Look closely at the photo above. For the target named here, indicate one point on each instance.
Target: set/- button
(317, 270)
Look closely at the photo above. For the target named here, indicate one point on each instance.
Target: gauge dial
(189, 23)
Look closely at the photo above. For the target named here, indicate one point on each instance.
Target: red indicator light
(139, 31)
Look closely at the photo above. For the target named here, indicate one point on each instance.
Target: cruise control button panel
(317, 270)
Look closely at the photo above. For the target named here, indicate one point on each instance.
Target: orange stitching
::::::
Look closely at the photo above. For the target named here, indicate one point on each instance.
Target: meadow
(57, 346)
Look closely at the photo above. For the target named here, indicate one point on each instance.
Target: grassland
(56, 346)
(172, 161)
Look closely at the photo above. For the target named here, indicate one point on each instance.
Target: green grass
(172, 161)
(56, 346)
::::::
[Exercise goal] Collect every line in the two blocks above that contains the word "button", and copy each one out in full.

[Expected output]
Target: set/- button
Target: cruise control button panel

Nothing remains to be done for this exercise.